» Problem details: Scan the entries below and return each line that contains "metal".

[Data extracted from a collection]
++++++
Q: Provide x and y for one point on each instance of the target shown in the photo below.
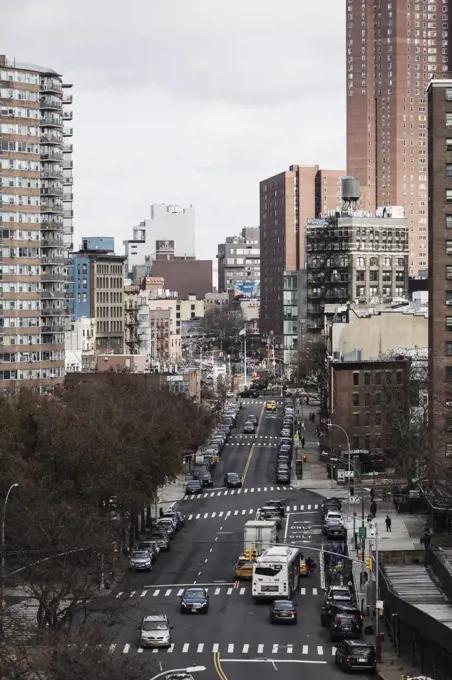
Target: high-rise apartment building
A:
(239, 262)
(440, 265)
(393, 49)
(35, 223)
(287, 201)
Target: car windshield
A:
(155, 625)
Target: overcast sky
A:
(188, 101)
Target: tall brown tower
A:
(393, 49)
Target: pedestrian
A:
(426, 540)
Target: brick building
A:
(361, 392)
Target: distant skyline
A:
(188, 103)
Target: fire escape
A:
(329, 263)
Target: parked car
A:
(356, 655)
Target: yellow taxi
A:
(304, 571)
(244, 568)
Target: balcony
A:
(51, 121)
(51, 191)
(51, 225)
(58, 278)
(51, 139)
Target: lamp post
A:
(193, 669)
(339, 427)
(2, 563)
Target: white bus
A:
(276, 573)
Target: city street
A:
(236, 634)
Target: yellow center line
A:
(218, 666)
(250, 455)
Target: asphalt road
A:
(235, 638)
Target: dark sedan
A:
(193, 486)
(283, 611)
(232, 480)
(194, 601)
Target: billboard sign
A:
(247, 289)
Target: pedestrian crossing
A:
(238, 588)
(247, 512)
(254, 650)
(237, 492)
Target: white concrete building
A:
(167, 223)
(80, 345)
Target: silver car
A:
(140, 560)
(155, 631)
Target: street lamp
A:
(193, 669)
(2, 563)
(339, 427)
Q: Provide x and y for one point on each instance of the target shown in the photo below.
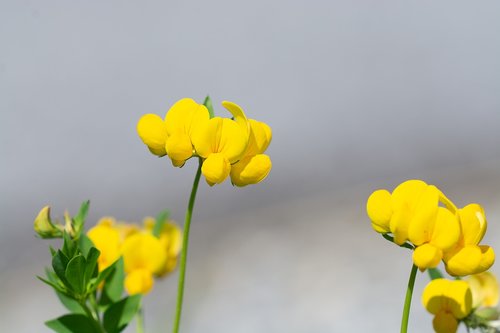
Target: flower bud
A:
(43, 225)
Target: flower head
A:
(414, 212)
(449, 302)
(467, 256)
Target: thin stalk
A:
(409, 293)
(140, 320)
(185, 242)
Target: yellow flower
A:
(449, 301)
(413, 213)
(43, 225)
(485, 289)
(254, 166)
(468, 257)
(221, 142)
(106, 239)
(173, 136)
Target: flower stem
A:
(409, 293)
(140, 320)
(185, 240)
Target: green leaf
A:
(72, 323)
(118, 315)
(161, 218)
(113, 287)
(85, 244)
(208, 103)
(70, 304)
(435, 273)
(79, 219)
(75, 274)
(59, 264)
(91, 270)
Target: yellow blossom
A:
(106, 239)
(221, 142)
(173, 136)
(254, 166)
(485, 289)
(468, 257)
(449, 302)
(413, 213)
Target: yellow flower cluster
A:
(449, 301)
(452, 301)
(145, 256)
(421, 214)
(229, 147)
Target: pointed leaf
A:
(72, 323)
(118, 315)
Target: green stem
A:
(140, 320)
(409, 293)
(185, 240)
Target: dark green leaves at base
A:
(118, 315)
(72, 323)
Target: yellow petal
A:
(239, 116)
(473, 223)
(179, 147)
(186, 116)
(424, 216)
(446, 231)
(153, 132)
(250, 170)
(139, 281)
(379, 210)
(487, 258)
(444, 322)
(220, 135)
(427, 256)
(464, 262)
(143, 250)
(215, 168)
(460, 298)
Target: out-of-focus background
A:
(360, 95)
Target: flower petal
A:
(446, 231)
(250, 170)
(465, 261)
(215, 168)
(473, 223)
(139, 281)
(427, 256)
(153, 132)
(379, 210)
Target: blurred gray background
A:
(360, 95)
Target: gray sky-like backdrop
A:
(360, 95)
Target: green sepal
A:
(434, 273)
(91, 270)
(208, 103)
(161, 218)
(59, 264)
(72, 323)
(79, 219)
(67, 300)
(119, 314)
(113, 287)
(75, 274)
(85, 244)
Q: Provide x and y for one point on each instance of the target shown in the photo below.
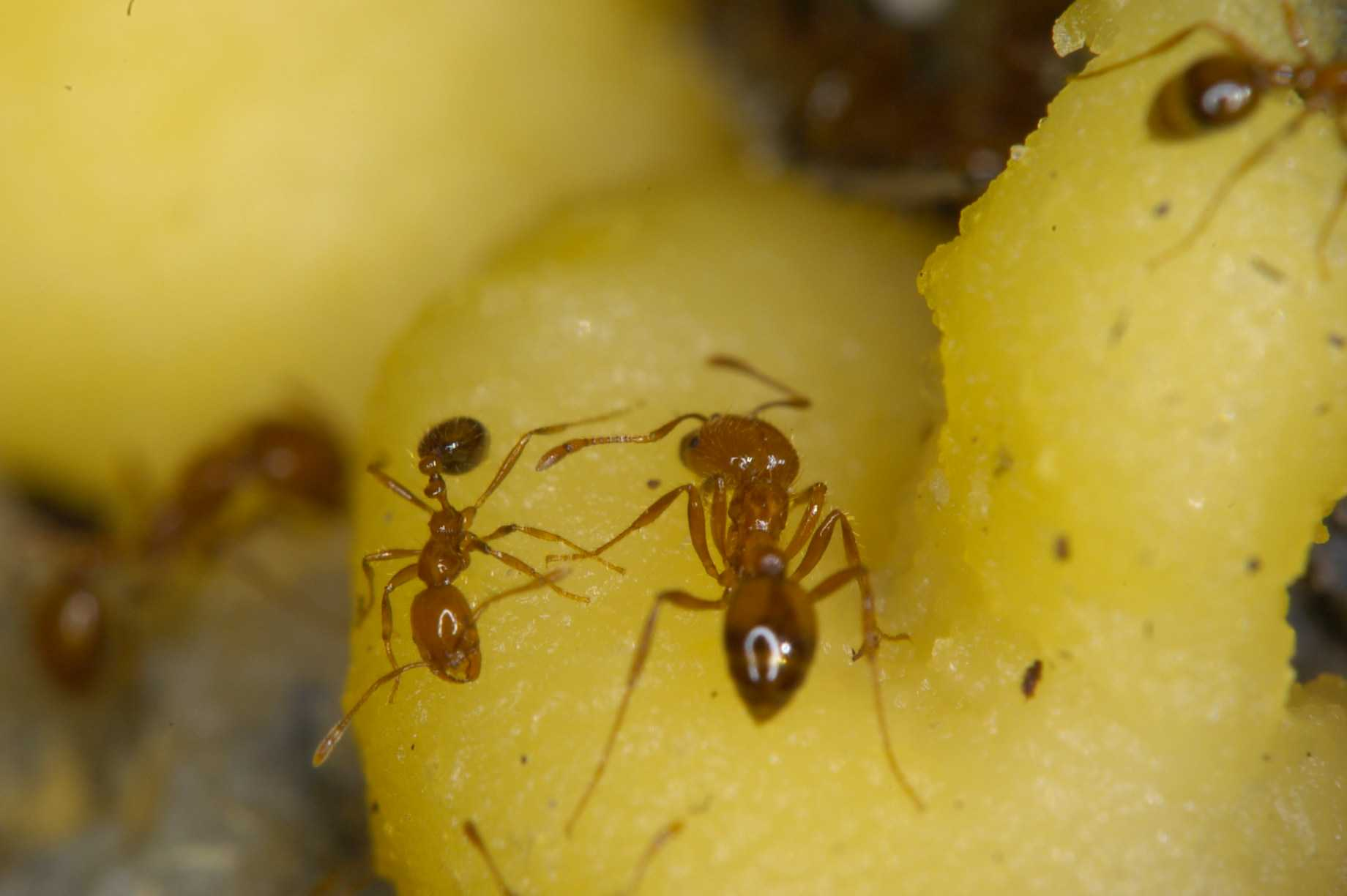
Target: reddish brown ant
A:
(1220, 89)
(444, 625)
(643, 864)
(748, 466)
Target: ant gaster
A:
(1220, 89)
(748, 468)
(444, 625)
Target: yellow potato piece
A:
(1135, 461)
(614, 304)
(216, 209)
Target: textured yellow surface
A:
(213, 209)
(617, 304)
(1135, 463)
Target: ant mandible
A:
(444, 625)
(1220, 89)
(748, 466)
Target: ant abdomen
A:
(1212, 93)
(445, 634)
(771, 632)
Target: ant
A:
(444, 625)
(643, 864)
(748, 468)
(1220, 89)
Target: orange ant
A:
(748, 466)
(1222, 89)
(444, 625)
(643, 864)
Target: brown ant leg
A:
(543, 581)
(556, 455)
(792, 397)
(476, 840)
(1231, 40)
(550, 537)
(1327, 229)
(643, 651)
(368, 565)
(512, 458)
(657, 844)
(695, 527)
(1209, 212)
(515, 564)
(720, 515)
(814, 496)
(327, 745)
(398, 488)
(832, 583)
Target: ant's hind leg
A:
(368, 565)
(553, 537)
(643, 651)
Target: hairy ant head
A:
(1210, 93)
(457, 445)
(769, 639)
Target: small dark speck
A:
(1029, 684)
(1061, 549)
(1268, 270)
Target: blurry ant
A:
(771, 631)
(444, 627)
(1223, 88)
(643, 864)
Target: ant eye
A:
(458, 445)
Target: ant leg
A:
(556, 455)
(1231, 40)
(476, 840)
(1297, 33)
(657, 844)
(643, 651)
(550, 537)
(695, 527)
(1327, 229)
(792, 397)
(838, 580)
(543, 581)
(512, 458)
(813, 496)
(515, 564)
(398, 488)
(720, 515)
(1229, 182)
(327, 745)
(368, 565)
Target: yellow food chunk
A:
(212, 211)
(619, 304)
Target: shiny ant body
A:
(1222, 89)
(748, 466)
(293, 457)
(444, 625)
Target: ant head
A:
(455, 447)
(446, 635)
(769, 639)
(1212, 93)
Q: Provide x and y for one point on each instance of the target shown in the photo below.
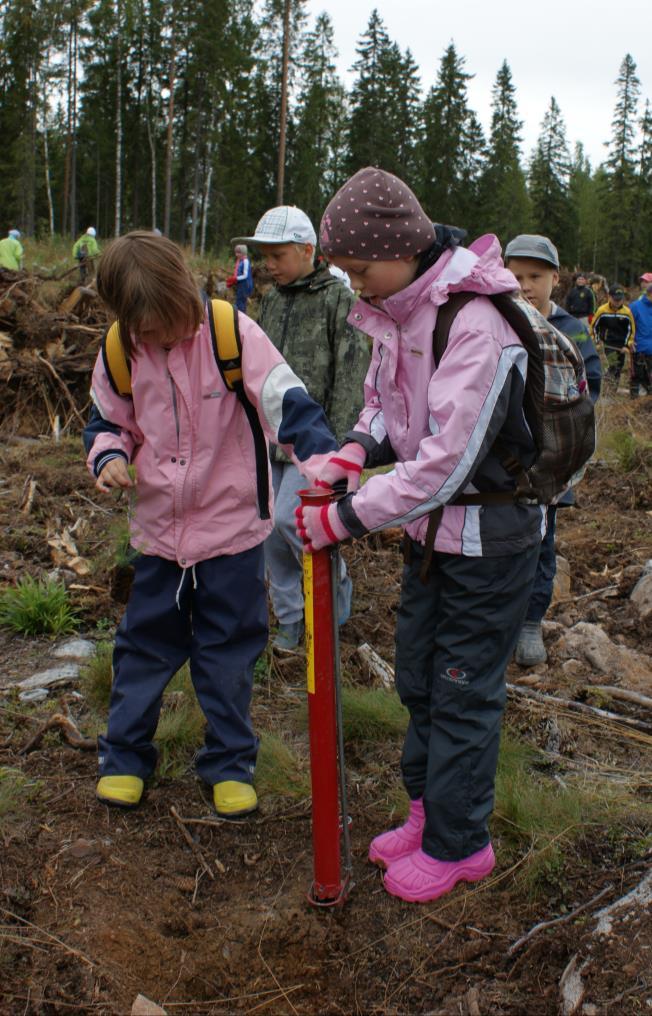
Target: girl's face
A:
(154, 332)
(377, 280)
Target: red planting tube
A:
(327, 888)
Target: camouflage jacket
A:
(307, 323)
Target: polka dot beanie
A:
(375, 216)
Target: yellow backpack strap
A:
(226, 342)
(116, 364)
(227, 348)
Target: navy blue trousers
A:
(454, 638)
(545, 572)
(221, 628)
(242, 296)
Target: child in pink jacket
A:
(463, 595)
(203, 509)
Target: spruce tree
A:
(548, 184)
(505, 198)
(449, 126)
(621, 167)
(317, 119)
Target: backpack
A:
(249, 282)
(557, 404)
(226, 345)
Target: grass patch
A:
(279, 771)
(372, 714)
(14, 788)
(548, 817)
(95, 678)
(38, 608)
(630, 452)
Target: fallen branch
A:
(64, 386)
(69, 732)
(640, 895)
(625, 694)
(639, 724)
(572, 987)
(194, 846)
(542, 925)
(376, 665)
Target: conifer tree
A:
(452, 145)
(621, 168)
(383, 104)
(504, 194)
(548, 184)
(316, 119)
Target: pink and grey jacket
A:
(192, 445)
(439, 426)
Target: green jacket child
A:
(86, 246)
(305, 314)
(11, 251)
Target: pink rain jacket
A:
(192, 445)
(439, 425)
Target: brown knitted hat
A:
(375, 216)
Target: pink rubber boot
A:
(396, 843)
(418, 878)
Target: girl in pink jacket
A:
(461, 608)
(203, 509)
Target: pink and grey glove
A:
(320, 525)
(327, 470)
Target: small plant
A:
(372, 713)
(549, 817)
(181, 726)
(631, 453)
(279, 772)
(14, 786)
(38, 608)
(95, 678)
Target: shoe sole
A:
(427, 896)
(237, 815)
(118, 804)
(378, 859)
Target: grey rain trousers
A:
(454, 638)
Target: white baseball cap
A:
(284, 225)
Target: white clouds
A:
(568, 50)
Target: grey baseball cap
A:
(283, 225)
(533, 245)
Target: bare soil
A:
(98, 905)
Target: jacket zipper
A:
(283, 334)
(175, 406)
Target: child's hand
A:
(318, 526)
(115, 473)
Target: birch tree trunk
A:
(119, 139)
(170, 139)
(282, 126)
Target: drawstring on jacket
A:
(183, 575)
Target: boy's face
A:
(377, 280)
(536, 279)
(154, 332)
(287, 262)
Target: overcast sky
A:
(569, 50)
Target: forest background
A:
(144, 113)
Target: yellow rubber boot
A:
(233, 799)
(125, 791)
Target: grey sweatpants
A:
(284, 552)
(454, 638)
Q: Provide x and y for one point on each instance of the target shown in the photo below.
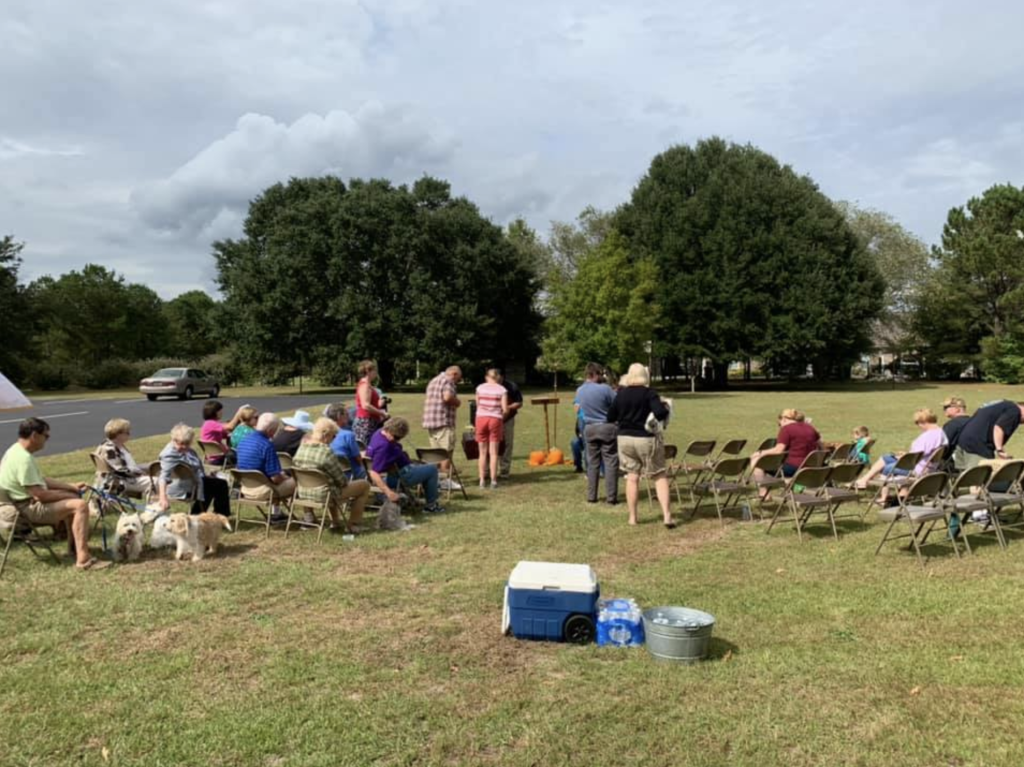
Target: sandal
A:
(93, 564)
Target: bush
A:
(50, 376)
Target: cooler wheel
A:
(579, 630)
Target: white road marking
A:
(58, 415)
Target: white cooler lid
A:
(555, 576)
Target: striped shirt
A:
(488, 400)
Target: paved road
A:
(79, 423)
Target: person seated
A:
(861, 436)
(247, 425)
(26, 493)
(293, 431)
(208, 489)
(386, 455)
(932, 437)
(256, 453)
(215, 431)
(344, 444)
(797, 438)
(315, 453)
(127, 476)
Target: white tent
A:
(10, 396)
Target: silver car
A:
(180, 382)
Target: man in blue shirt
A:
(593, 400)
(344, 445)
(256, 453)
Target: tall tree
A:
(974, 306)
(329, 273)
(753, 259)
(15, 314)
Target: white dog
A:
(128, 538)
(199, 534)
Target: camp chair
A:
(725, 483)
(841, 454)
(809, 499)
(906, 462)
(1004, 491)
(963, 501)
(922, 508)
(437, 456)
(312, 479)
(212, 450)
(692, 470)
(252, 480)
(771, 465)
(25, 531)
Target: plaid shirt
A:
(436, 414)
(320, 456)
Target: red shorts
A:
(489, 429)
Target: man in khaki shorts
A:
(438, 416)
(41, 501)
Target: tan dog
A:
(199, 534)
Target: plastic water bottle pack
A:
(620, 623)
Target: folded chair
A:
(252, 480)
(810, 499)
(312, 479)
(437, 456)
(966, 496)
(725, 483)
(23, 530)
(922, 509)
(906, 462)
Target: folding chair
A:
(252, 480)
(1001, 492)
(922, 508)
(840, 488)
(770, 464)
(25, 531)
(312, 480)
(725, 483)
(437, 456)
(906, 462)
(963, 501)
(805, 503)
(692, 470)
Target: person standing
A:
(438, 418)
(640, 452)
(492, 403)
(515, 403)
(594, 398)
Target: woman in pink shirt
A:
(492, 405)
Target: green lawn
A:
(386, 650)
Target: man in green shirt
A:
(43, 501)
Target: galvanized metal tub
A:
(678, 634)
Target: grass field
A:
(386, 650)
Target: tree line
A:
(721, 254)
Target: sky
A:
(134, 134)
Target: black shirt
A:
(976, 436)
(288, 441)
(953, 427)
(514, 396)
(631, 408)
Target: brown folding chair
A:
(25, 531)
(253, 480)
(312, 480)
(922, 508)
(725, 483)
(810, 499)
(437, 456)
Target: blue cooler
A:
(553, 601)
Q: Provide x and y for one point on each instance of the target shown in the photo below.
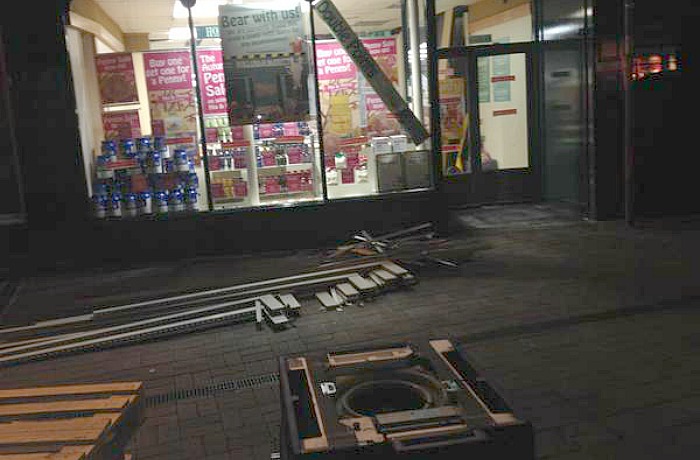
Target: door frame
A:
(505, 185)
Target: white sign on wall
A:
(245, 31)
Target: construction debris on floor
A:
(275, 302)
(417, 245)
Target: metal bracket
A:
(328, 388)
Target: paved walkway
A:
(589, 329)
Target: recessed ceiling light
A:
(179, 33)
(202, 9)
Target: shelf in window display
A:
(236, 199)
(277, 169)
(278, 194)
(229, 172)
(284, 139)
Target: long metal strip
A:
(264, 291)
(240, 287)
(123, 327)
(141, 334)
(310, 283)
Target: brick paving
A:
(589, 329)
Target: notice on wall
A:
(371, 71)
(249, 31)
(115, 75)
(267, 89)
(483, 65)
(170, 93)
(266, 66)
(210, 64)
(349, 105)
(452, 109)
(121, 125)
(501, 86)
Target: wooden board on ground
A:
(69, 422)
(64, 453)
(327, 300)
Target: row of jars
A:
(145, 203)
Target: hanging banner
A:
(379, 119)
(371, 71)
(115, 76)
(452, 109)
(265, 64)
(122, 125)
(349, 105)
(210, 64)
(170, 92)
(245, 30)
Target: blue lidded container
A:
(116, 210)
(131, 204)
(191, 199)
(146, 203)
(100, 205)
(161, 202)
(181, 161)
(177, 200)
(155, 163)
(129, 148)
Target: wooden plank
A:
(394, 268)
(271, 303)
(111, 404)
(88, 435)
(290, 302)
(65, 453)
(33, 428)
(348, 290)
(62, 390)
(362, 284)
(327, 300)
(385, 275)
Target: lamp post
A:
++++++
» Solution to the problem:
Target: galvanized metal tub
Target: metal bracket
Target: long metal strip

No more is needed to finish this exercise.